■ EXCERPT PROVIDED
--- Start ---

UNITED STATES DISTRICT COURT FOR THE EASTERN DISTRICT OF CALIFORNIA
Jan 30, 2018
No. 2:17-cv-0024-JAM-EFB P (E.D. Cal. Jan. 30, 2018)

Opinion

No. 2:17-cv-0024-JAM-EFB P

01-30-2018

OSCAR CLAYBORNE LEE, Plaintiff, v. CALIFORNIA CORRECTIONAL CENTER, et al., Defendants.


ORDER GRANTING IFP AND DISMISSING COMPLAINT PURSUANT TO 28 U.S.C. § 1915A

Plaintiff, a state prisoner proceeding without counsel in an action brought under 42 U.S.C. § 1983, he has filed an application to proceed in forma pauperis pursuant to 28 U.S.C. § 1915.

I. Request to Proceed In Forma Pauperis

Plaintiff's application makes the showing required by 28 U.S.C. § 1915(a)(1) and (2). Accordingly, by separate order, the court directs the agency having custody of plaintiff to collect and forward the appropriate monthly payments for the filing fee as set forth in 28 U.S.C. § 1915(b)(1) and (2).

II. Screening Requirement and Standards

Federal courts must engage in a preliminary screening of cases in which prisoners seek redress from a governmental entity or officer or employee of a governmental entity. 28 U.S.C. § 1915A(a). The court must identify cognizable claims or dismiss the complaint, or any portion of the complaint, if the complaint "is frivolous, malicious, or fails to state a claim upon which relief may be granted," or "seeks monetary relief from a defendant who is immune from such relief." Id. § 1915A(b).

A pro se plaintiff, like other litigants, must satisfy the pleading requirements of Rule 8(a) of the Federal Rules of Civil Procedure. Rule 8(a)(2) "requires a complaint to include a short and plain statement of the claim showing that the pleader is entitled to relief, in order to give the defendant fair notice of what the claim is and the grounds upon which it rests." Bell Atl. Corp. v. Twombly, 550 U.S. 544, 554, 562-563 (2007) (citing Conley v. Gibson, 355 U.S. 41 (1957)). While the complaint must comply with the "short and plaint statement" requirements of Rule 8, its allegations must also include the specificity required by Twombly and Ashcroft v. Iqbal, 556 U.S. 662, 679 (2009).

To avoid dismissal for failure to state a claim a complaint must contain more than "naked assertions," "labels and conclusions" or "a formulaic recitation of the elements of a cause of action." Twombly, 550 U.S. at 555-557. In other words, "[t]hreadbare recitals of the elements of a cause of action, supported by mere conclusory statements do not suffice." Iqbal, 556 U.S. at 678.

--- End ---

■ SUPPLIED INFORMATION
--- Start ---

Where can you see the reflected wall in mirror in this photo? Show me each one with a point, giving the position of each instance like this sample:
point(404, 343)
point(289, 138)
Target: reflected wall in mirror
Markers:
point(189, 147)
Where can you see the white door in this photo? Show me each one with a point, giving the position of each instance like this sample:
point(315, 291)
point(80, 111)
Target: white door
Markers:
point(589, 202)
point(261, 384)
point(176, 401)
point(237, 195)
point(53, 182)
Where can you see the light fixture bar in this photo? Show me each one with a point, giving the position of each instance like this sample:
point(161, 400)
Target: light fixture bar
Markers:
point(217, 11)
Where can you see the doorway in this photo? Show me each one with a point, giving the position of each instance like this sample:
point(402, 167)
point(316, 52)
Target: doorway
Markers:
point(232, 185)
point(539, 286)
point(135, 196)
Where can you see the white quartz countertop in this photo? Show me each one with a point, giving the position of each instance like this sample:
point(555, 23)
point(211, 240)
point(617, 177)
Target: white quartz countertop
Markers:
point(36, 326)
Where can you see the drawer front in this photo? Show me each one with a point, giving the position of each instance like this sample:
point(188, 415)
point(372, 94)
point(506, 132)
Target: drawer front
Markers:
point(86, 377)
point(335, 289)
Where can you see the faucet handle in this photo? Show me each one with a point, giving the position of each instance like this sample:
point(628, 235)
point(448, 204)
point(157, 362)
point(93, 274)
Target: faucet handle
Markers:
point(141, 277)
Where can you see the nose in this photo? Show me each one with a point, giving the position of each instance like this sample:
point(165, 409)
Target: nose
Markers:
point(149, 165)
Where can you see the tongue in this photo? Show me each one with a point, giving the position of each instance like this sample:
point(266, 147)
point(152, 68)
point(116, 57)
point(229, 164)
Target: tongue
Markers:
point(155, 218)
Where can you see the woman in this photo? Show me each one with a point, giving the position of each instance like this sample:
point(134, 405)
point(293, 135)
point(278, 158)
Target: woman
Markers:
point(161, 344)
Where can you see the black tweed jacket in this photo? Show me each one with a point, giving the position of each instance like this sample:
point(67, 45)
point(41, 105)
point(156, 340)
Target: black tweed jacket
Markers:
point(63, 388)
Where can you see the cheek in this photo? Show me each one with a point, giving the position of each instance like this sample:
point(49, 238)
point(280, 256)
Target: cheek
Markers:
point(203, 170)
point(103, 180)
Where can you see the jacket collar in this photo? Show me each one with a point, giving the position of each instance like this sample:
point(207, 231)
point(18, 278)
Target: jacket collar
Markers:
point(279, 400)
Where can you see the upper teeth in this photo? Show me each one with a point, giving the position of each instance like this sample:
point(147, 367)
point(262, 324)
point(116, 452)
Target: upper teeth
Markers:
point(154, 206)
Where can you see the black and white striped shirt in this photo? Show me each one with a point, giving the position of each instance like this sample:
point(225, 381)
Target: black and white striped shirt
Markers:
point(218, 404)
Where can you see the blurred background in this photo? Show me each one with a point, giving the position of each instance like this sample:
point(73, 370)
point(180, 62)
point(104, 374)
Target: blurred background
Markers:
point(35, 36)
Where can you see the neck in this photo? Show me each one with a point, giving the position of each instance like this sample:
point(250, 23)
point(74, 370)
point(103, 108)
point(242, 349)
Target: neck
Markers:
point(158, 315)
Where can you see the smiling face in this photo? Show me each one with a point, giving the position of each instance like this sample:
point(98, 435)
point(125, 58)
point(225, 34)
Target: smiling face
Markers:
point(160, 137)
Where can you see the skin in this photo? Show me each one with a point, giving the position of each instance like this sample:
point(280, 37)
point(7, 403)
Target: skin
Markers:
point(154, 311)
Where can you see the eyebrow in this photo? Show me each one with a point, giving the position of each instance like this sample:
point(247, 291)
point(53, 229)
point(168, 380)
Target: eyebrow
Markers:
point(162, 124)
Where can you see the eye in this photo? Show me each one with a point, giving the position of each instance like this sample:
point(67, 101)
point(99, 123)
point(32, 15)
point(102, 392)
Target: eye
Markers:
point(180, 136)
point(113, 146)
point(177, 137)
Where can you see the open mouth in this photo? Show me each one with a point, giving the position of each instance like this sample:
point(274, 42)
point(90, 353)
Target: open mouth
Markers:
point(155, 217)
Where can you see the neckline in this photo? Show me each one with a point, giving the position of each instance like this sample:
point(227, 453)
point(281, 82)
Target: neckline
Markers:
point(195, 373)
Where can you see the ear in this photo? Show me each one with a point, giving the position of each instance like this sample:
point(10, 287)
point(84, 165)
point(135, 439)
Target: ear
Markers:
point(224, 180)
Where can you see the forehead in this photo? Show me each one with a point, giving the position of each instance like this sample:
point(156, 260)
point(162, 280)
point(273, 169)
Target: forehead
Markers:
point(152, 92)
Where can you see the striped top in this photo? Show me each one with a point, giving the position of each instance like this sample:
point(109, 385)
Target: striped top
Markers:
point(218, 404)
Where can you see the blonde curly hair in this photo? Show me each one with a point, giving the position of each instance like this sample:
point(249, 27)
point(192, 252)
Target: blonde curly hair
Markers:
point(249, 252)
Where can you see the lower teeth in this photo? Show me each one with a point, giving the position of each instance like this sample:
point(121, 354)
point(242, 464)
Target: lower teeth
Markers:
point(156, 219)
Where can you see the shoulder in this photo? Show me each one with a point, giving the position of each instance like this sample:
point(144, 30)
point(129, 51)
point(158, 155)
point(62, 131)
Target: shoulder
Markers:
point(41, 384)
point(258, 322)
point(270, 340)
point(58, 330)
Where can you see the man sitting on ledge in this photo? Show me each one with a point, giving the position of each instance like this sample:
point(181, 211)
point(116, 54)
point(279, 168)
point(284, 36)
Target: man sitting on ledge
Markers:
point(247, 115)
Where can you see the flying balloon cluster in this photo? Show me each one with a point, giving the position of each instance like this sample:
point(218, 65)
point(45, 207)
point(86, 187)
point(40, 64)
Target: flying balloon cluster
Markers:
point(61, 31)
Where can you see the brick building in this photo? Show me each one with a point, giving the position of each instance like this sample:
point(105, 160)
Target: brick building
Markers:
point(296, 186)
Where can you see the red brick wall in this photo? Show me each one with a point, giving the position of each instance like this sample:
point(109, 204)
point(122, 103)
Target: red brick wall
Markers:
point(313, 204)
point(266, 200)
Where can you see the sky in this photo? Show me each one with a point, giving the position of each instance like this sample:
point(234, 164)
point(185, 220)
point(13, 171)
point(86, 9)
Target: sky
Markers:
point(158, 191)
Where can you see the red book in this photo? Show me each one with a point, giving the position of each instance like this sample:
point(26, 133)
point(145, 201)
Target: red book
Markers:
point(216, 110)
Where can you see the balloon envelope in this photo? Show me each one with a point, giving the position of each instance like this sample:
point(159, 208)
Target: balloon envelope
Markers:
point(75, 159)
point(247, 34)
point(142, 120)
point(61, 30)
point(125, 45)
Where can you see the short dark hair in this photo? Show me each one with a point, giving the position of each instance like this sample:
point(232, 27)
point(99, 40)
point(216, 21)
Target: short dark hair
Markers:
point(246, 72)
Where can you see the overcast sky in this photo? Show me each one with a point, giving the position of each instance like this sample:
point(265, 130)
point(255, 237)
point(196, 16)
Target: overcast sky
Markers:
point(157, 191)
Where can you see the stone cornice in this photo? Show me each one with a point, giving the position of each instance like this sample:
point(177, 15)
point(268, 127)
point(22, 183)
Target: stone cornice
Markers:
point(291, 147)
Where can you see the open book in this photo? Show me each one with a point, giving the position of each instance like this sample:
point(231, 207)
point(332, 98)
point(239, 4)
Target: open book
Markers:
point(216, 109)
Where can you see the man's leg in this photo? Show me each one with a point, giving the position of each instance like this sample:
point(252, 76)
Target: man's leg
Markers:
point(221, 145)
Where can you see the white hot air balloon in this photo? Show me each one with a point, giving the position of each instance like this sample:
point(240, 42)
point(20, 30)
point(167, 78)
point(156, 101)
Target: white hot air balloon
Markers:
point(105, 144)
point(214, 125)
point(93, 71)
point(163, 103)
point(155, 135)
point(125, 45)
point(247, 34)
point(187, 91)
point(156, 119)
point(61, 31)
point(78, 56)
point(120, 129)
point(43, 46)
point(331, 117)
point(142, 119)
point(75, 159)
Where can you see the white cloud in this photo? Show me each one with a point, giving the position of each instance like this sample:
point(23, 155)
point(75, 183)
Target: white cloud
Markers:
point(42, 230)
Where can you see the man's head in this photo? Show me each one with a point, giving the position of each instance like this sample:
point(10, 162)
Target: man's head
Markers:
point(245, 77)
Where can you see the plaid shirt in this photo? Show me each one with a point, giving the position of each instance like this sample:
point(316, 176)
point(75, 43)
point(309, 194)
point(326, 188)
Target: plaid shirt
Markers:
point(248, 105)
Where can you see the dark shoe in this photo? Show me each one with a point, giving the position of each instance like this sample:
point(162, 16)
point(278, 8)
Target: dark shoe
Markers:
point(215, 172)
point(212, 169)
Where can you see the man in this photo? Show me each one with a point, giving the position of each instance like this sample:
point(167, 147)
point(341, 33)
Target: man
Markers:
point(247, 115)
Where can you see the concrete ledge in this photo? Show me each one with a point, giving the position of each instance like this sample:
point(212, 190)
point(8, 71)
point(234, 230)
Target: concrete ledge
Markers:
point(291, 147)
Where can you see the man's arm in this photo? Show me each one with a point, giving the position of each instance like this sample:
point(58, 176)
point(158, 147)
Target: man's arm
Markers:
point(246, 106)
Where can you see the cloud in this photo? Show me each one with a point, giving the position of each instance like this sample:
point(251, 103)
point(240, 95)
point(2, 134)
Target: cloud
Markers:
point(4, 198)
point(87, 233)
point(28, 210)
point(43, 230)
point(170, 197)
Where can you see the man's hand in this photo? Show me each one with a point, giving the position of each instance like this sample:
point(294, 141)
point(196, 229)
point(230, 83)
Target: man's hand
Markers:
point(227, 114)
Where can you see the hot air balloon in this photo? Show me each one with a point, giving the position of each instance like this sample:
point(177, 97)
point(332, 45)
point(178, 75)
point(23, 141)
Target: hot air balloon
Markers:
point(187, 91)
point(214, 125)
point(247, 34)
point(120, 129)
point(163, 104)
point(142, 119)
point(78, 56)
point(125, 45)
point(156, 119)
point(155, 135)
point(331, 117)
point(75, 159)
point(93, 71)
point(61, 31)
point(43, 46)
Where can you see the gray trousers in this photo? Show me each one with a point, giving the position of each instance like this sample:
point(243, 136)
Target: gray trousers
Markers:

--- End ---

■ GIVEN TASK
Quote the court order word for word, starting at "Federal courts must" and ending at "Id. § 1915A(b).".

■ WRITTEN REPLY
Federal courts must engage in a preliminary screening of cases in which prisoners seek redress from a governmental entity or officer or employee of a governmental entity. 28 U.S.C. § 1915A(a). The court must identify cognizable claims or dismiss the complaint, or any portion of the complaint, if the complaint "is frivolous, malicious, or fails to state a claim upon which relief may be granted," or "seeks monetary relief from a defendant who is immune from such relief." Id. § 1915A(b).